== Goal ==
Reproduce every one of the records below word for word, changing nothing.

Begin Extracted information

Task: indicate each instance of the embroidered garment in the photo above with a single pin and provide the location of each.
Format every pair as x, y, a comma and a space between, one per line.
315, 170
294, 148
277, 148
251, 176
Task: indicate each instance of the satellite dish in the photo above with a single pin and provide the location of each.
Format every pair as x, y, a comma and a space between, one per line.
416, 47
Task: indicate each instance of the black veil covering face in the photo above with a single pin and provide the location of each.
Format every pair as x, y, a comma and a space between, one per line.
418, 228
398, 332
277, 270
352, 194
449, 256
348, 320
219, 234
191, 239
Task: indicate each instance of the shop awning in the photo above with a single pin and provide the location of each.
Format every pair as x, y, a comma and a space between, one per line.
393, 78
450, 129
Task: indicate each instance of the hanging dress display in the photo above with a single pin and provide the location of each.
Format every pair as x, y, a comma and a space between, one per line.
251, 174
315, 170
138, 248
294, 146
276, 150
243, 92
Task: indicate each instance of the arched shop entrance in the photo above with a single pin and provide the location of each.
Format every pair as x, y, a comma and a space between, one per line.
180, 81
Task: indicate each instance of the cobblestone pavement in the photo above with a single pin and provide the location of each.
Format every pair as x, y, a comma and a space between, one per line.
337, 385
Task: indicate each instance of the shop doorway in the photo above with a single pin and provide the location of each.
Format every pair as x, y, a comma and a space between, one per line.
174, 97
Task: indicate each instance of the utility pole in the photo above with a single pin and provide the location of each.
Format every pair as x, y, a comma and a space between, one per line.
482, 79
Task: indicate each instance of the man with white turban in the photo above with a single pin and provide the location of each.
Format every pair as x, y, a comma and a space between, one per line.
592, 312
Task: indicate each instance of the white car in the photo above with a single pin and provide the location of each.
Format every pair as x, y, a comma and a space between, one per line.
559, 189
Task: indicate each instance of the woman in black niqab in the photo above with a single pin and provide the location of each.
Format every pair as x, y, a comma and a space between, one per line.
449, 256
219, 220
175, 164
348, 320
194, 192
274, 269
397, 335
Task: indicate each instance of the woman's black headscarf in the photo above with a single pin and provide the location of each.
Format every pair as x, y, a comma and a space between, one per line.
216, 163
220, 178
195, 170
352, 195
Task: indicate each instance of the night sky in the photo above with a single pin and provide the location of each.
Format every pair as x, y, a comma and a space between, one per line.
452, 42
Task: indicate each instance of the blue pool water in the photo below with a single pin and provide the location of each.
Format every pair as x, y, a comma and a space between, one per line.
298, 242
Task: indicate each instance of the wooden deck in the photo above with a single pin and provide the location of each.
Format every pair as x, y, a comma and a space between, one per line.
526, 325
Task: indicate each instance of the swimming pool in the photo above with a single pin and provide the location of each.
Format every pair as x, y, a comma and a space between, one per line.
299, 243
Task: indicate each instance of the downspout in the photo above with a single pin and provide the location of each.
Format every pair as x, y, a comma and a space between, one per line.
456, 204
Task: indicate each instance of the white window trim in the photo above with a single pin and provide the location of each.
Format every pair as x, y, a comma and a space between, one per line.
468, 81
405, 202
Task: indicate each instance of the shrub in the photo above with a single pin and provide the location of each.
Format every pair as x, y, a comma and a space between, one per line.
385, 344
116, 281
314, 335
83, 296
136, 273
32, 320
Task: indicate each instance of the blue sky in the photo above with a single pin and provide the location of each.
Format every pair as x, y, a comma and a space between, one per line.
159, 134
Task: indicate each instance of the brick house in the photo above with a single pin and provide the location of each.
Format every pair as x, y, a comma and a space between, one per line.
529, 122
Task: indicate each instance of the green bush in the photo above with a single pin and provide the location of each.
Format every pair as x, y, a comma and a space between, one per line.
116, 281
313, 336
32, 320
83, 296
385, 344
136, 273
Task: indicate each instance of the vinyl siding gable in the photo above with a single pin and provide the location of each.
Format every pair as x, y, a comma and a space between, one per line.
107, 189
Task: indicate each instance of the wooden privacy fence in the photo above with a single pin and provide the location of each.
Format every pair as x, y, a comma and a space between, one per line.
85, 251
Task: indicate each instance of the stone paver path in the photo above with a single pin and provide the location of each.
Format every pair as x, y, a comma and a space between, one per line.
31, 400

End Extracted information

== Solved problem ==
Task: indicate each instance of the embroidered garment in the photo above with a single pin and provide the location of each.
Format every pair as x, y, a comma and a space between, one per line.
315, 170
294, 148
277, 148
251, 176
Task: indicate each instance of the satellite dish in the photo above with a single pin and provide the location of each.
Format every pair as x, y, a comma and a space between, one per line.
416, 47
Task: indicate each instance of the black veil covering face in the photo above with a single pin and provide the location of each.
Format every pair as x, y, a comma and a space between, one per line.
418, 228
398, 332
277, 270
352, 194
449, 256
348, 320
219, 234
191, 239
Task: indicate each instance of the shop awning in the photo above with a single pin and provide the location of each.
Format every pair as x, y, a comma and a space between, one per line.
393, 78
450, 129
Task: indicate each instance of the hanging dress display in the photo above with a single pin and provide the location of each.
Format every pair as x, y, a comma and a space between, one per line.
251, 174
315, 170
138, 248
294, 146
276, 150
243, 92
Task: indicate each instance of the arched shop entrance in the photo above with a single pin and provide the location of each.
Format every pair as x, y, a comma and a space between, one per line.
180, 81
Task: indicate each instance of the cobblestone pavement in the photo above with a single pin and provide the location of each.
Format every pair as x, y, a comma and a space between, one per line.
337, 385
Task: indicate each instance of the shop doorway in the photo above with a single pin and provide the location of each.
Format every pair as x, y, a comma and a space between, one per line.
174, 97
Task: indicate each instance of the utility pole in the photo above with a single pin and provide the location of each.
Format every pair as x, y, a comma and a space between, one per line.
482, 79
Task: indicate each instance of the man with white turban in the photo above with a single pin and provide the location of each.
Format every pair as x, y, a comma and a space between, one per line.
592, 312
Task: indicate each instance of the white car in the photo above with a single pin and provide the location of each.
Format every pair as x, y, a comma and a space between, one per line.
559, 189
Task: indicate each instance of the woman in black niqab in the photo above with a single pin and provide the location of each.
Format every pair as x, y, a comma and a space between, one per line.
449, 256
219, 220
175, 164
348, 320
194, 192
274, 269
397, 335
Task: indicate each instance of the woman's black headscarf in the photo above with a single pin and provide the location of each.
Format every pair as x, y, a comma and a space between, one per line.
216, 163
220, 178
195, 170
352, 195
Task: indicate each instance of the night sky in the photo above with a single pin and provide the location of each.
Format every pair as x, y, a comma and a space between, one per line.
452, 42
Task: indicate each instance of the blue pool water in the photo below with a single pin and provide the location of each.
Format every pair as x, y, a comma and a space between, one per line.
298, 242
Task: indicate each instance of the wooden deck in the photo above with a single pin and provide the location of each.
Format every pair as x, y, a comma and a space between, one per line.
526, 325
Task: indicate each instance of the swimming pool in the photo above with a single pin and provide the location of each.
Format every pair as x, y, a comma and a space between, one per line.
299, 243
Task: indicate each instance of the downspout in the photo above with a single pin and provide the location of each.
Format every pair as x, y, a comma and a space between, one per line.
456, 204
Task: indicate each instance of the white window trim in the photo above with a single pin and provide the location of each.
Format every pair as x, y, a comma and a space between, one per line.
468, 81
405, 202
Task: indicate each instance of the shrub in the photo above with a single pin and provide the location of each.
Format every pair as x, y, a comma and a space between, one per line.
385, 344
116, 281
314, 335
83, 296
136, 273
32, 320
Task: indicate each instance of the blue sky in the photo above with a single pin and provide the location of each.
Format every pair as x, y, a comma and a space between, one per line.
159, 134
Task: indicate each instance of the brick house in the photo above with a single pin and provide the location of each.
Format every pair as x, y, a comma and a space between, one per line.
529, 122
Task: indicate each instance of the green bush in the photo above with a single pin and provide the location of each.
Format every pair as x, y, a comma and a space between, one per line.
116, 281
313, 336
32, 320
83, 296
385, 344
136, 273
Task: indicate each instance of the vinyl siding gable in the photo above with a single pin and provide the location of each.
Format every pair as x, y, a comma and a space between, one per line.
107, 189
Task: indicate each instance of the wooden privacy fence in the photo above with a single pin and provide the location of each.
Format every pair as x, y, a comma and a space between, one per line.
85, 251
Task: indicate each instance of the stone paver path in the photo above with a single pin and provide the location of each.
Format every pair as x, y, a comma and a space between, one per line.
31, 400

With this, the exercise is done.